Exercise brief
Reproduce every line in the material below that holds "small".
[Dataset excerpts — start]
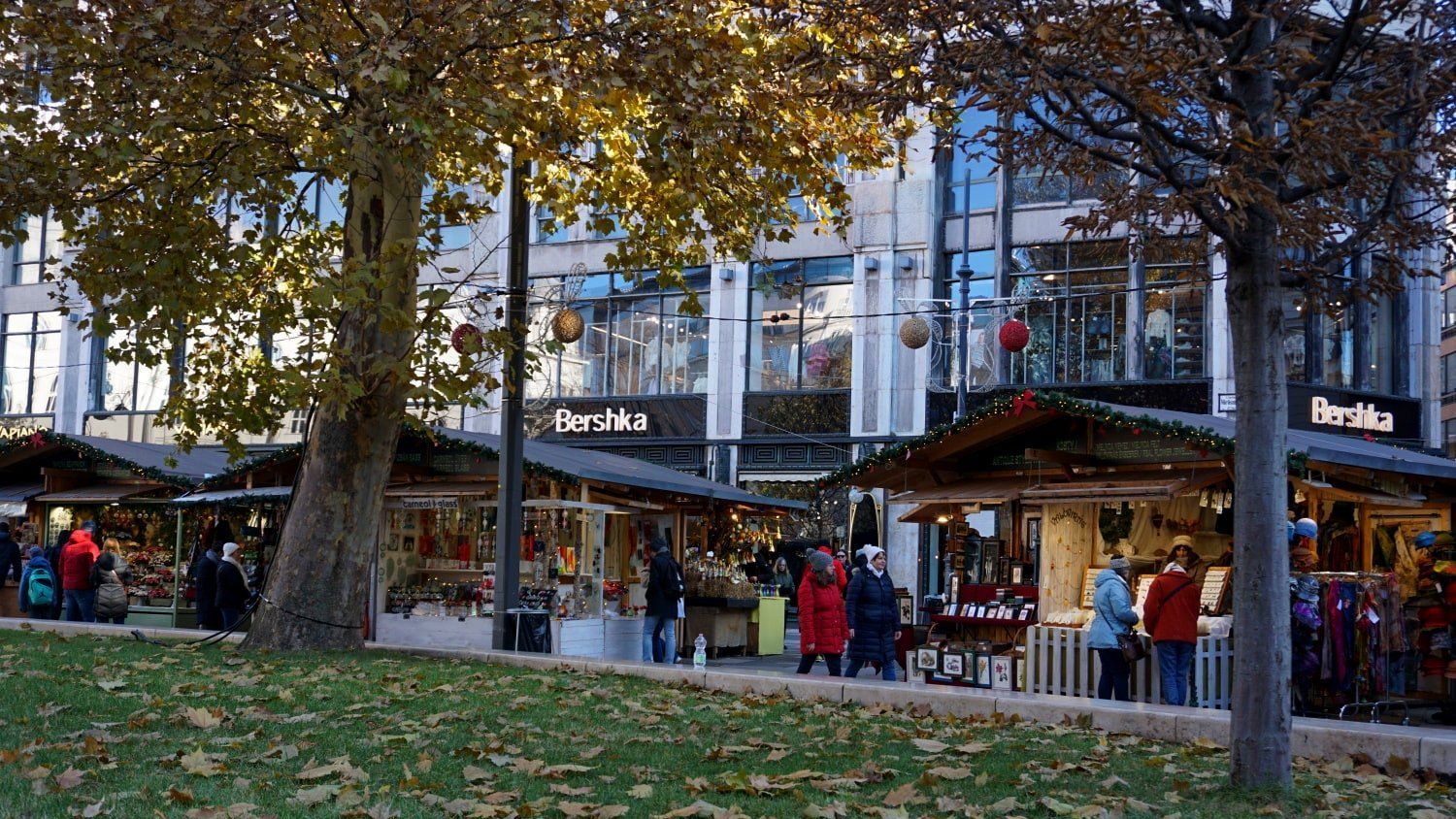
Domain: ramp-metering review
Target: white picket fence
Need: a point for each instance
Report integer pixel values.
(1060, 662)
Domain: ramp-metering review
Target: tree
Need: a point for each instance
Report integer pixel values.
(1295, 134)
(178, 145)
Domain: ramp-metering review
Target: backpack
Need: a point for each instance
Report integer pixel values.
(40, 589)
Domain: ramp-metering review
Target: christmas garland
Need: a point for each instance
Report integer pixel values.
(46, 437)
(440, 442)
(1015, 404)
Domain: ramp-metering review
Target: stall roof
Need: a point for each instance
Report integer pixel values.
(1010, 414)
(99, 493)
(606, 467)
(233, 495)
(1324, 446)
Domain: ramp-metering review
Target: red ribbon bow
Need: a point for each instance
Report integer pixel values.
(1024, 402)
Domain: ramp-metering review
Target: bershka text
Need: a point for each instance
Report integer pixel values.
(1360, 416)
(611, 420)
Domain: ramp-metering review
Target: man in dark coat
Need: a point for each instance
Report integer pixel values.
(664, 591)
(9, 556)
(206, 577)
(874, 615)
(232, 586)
[Dataset excerpts — finish]
[Dataset excerpts — start]
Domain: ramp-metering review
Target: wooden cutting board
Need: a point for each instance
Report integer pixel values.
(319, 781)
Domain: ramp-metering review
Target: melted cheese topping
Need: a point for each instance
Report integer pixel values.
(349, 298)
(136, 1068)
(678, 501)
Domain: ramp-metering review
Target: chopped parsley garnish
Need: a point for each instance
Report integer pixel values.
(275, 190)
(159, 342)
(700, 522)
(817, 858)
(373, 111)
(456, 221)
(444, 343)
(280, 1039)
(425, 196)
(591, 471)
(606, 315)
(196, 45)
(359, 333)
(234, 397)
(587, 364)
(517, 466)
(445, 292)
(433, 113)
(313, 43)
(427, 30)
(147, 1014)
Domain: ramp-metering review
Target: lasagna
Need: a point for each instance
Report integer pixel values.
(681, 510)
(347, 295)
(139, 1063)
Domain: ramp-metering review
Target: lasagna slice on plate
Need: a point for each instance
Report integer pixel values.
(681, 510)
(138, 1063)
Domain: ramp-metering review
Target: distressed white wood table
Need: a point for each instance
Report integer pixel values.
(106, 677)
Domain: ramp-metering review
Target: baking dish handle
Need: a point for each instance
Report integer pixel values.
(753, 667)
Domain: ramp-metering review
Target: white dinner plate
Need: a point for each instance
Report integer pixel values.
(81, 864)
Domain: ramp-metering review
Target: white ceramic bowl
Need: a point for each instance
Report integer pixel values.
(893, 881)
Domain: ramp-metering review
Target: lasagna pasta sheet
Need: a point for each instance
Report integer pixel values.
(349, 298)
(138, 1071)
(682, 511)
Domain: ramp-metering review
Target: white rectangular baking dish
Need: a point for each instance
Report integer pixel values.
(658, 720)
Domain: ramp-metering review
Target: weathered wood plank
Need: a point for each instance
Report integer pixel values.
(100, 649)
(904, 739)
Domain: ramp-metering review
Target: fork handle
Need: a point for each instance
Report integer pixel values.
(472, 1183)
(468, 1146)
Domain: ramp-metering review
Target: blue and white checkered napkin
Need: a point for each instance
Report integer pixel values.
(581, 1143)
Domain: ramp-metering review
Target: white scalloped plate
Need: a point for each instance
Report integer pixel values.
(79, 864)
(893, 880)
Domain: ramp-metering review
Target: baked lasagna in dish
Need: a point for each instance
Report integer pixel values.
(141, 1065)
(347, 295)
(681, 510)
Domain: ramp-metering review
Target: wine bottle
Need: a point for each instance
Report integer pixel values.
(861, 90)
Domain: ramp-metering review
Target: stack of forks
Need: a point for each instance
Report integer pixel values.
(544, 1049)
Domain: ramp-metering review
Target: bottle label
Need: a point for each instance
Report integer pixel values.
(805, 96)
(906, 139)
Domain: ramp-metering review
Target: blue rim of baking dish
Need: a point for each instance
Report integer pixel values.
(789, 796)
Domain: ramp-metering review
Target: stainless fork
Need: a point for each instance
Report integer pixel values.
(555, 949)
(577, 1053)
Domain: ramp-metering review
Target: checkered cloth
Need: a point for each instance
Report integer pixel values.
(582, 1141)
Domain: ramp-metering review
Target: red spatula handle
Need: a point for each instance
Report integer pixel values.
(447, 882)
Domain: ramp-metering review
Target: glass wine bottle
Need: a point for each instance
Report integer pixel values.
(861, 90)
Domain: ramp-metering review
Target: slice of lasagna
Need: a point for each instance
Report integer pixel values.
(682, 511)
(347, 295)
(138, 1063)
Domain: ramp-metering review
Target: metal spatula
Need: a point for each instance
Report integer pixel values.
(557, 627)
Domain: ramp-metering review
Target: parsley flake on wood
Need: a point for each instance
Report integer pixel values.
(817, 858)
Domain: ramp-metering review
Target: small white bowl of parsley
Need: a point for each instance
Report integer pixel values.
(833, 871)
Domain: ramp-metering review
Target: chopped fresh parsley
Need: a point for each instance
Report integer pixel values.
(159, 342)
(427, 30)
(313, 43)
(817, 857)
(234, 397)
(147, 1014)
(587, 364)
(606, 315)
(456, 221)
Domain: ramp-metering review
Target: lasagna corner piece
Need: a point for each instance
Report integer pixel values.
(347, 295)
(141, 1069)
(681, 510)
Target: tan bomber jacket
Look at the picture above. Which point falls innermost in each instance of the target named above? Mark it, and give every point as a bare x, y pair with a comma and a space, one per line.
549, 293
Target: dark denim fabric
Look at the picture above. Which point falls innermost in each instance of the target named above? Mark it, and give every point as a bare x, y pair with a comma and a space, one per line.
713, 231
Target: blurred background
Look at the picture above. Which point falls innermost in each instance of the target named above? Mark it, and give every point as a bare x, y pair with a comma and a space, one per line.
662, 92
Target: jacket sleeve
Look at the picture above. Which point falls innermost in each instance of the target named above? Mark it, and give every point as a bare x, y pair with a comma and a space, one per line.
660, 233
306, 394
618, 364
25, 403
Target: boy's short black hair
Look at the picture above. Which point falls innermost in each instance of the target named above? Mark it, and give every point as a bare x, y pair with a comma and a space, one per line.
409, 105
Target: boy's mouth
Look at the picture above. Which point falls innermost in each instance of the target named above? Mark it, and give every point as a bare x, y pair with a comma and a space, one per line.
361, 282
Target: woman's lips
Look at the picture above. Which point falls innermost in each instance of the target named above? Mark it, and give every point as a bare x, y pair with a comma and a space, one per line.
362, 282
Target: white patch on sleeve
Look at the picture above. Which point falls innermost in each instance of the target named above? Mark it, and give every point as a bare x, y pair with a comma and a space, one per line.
[Dataset excerpts — finish]
[Dataset excerpts — start]
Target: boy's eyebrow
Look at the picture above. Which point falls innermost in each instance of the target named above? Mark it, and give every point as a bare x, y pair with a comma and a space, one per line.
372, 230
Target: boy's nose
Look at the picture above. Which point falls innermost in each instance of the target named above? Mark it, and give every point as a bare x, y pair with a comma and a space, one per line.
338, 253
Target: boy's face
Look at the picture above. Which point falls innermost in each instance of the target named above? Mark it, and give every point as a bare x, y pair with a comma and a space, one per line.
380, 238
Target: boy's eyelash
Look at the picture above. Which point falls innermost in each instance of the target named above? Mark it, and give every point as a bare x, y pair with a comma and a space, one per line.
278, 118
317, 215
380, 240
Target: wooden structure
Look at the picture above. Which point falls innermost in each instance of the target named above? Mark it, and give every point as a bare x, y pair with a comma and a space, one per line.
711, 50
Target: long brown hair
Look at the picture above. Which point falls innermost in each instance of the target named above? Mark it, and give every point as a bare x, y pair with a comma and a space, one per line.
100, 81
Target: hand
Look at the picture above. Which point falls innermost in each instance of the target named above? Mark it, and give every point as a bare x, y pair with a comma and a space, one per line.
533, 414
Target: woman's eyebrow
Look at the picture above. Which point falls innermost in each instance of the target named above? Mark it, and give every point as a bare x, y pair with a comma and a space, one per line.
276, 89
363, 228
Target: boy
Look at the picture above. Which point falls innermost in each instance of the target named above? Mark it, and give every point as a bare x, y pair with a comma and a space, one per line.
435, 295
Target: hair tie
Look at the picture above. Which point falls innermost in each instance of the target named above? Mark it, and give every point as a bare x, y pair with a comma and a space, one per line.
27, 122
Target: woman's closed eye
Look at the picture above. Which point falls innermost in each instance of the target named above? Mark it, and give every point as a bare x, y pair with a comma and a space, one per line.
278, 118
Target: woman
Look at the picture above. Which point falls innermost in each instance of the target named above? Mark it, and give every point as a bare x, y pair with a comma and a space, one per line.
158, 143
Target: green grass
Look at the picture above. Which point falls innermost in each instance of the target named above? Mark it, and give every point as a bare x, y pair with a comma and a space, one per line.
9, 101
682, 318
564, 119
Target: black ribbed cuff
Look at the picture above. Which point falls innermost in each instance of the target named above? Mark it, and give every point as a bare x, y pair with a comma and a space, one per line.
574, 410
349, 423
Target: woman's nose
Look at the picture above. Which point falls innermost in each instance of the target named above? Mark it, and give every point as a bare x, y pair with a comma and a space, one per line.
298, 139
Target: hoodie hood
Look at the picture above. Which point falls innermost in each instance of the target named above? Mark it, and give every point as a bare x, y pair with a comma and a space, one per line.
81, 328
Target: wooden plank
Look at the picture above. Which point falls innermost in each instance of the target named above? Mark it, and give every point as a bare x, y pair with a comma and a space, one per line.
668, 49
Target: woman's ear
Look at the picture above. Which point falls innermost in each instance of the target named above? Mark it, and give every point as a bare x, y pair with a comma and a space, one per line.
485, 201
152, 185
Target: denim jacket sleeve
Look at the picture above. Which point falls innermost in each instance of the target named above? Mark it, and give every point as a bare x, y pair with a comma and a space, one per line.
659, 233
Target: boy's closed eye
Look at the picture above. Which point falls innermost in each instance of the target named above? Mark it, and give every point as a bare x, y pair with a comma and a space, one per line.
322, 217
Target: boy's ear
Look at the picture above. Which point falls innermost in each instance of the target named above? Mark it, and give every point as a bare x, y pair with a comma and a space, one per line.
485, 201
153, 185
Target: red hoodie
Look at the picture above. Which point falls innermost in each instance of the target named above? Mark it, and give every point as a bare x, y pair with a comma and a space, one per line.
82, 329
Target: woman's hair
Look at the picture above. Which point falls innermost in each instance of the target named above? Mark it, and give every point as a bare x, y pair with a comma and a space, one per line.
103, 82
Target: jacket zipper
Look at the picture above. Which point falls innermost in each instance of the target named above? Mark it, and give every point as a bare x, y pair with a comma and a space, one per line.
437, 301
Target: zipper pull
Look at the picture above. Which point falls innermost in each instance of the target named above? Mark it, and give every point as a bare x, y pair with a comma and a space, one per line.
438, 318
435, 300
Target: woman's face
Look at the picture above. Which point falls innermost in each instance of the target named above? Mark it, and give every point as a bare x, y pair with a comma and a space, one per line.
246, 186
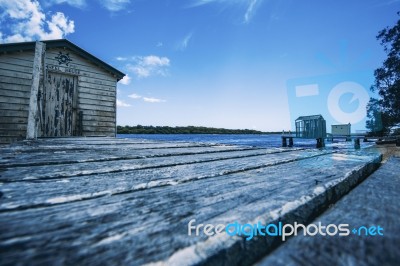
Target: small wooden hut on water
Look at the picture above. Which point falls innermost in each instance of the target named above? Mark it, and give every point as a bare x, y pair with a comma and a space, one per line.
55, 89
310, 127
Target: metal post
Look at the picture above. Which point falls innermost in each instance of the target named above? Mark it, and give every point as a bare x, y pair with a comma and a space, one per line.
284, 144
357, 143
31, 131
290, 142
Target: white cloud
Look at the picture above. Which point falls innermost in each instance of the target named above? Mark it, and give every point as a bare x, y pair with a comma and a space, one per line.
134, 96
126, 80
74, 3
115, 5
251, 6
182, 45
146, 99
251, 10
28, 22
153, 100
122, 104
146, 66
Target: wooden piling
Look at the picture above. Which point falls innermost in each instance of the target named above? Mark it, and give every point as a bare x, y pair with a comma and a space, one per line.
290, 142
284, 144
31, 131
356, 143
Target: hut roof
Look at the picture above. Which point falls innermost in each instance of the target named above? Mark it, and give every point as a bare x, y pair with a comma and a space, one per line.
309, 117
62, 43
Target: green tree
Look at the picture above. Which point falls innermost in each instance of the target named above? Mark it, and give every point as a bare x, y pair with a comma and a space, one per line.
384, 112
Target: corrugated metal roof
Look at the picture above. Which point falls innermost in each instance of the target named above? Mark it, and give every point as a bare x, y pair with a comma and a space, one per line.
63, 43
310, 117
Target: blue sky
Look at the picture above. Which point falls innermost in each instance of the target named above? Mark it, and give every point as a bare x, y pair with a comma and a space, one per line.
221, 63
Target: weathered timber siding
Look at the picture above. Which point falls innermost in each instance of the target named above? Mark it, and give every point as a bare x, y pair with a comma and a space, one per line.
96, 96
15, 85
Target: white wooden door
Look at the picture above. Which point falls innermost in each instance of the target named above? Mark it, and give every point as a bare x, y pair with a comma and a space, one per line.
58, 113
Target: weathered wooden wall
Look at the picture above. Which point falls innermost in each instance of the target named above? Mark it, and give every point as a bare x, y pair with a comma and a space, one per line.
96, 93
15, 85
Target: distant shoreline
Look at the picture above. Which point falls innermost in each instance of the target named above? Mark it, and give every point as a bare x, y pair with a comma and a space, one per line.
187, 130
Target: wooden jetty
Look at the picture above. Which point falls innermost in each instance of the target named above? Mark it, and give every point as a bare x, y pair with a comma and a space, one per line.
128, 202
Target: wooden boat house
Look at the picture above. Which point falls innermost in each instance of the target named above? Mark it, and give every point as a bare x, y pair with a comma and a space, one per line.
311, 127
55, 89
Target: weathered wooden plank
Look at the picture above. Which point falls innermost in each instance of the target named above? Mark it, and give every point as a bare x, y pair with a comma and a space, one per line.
[Dataset excerpts — finish]
Result
Target: small white bowl of parsley
Target: small wooden hut on water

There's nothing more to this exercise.